===== Текст для чтения =====
Но есть и другая версия развития событий. В книге «Возвращение реального: авангард в конце века»[93] Хал Фостер объясняет процесс проникновения якобы критического по отношению к арт-рынку искусства в коммерческую реальность тем, что в 80‑е годы многие критические художественные практики зашли в тупик и потеряли свой изначальный смысл. Он приводит в пример живопись, которую принято называть «нео-гео» или «симуляционизм», – она отсылает к визуальным традициям модернизма, заимствует и воспроизводит их; однако делает это с тем, чтобы высмеять приверженность модернистского искусства идеям оригинальности каждого отдельно взятого произведения и возвышенности искусства в целом. По версии Фостера, уже тот факт, что критика производилась с помощью все той же живописи, по определению связанной с традиционными представлениями об уникальности, делал эту критику по меньшей мере неэффективной. Грань между иронией по отношению к живописным традициям и довольно прямолинейным их заимствованием оказывалась иногда слишком тонкой, чтобы получившиеся произведения были по-настоящему критическими[94].
Одним из примеров подобной неопределенности могут быть работы Питера Хейли, одного из главных представителей движения «нео-гео». На художника оказали существенное воздействие минимализм, поп-арт и оп-арт – в его геометрически выверенных, ярких картинах это влияние очевидно – и теоретические работы французских философов (Жана Бодрийяра, Мишеля Фуко), которые занимались вопросами социального пространства. Совместив эстетику предшествующих художественных течений и философию постиндустриального общества, Хейли начал критиковать то, что он называл «геометризацией современной жизни». Геометрия при этом выступала самой широкой метафорой общества, в котором жизнь была построена на двух состояниях – изоляции и взаимосвязанности. Его композиции состояли из ярких разноцветных (художник использует специальную флуоресцентную краску) квадратов, прямоугольников и решеток, соединенных подобием труб. Все вместе представляет собой диаграмму, на которой отражен опыт существования в современном урбанистическом пространстве, все более дробном и «геометризированном». Трубы символизируют потоки информации, электричества и бесконечные дороги, с помощью которых отдельные участники социума могли поддерживать связь; блоки и решетки – социальные пространства, подверженные диктату архитектуры и жесткой общественной структуры.
=====
◆ **Задание A**
Ответьте на вопросы по тексту о живописи «нео-гео», пометив ответы так же:
(i) Как называется книга Хала Фостера, на которую ссылается текст?
(ii) Какую краску использует в своих композициях Питер Хейли?
(iii) Что символизируют трубы на картинах Хейли?
◆ **Задание B**
Перечислите всех людей, названных по имени в тексте о живописи «нео-гео».
Записи для выполнения этого задания не понадобятся.
===== Записи =====
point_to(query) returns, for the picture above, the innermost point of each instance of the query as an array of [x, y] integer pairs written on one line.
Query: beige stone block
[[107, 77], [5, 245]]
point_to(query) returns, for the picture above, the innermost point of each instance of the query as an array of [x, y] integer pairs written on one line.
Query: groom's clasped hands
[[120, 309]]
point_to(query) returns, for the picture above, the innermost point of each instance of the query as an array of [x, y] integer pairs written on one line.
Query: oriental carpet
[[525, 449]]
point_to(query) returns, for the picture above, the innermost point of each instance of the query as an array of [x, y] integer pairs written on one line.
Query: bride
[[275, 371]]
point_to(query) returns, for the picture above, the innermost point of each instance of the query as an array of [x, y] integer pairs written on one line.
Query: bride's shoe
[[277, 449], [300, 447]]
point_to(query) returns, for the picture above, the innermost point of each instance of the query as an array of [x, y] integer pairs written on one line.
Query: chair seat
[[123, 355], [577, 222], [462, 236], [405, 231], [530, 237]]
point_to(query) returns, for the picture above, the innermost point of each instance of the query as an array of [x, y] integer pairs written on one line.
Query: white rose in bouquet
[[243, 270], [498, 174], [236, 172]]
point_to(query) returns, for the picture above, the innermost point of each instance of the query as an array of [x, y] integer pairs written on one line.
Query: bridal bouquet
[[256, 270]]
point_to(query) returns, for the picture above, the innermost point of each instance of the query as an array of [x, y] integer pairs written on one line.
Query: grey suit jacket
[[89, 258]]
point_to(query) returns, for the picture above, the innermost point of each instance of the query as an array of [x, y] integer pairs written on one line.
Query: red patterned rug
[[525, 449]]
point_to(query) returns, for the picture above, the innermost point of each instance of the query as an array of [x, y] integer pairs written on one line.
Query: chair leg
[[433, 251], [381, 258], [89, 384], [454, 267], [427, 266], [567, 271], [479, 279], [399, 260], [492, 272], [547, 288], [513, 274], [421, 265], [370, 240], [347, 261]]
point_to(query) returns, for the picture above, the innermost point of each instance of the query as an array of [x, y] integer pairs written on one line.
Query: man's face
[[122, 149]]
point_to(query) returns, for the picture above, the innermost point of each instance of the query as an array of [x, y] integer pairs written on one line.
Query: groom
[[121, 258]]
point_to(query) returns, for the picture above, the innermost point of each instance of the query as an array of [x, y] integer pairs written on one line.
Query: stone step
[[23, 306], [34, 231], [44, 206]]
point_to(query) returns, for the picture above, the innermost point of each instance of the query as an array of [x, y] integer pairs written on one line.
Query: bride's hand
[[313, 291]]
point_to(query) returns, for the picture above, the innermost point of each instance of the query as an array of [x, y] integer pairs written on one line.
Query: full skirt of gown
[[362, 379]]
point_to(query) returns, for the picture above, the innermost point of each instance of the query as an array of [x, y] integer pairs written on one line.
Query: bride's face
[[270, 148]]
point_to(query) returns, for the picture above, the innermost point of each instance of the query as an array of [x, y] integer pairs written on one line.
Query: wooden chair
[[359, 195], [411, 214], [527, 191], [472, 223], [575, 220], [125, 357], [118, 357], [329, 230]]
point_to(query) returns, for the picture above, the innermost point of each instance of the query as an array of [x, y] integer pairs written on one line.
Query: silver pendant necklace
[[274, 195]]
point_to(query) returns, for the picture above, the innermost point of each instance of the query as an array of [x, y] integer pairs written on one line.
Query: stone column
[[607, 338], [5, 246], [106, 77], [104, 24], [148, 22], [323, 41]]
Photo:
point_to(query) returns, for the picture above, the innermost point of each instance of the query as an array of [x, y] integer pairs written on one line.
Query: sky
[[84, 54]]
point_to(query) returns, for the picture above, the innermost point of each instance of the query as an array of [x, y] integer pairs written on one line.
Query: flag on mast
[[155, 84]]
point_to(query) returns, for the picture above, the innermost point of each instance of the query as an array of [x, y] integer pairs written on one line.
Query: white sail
=====
◆ **Результат A**
(i) «Возвращение реального: авангард в конце века».
(ii) Специальную флуоресцентную краску.
(iii) Потоки информации, электричества и бесконечные дороги, с помощью которых отдельные участники социума могли поддерживать связь.

◆ **Результат B**
Хал Фостер, Питер Хейли, Жан Бодрийяр, Мишель Фуко.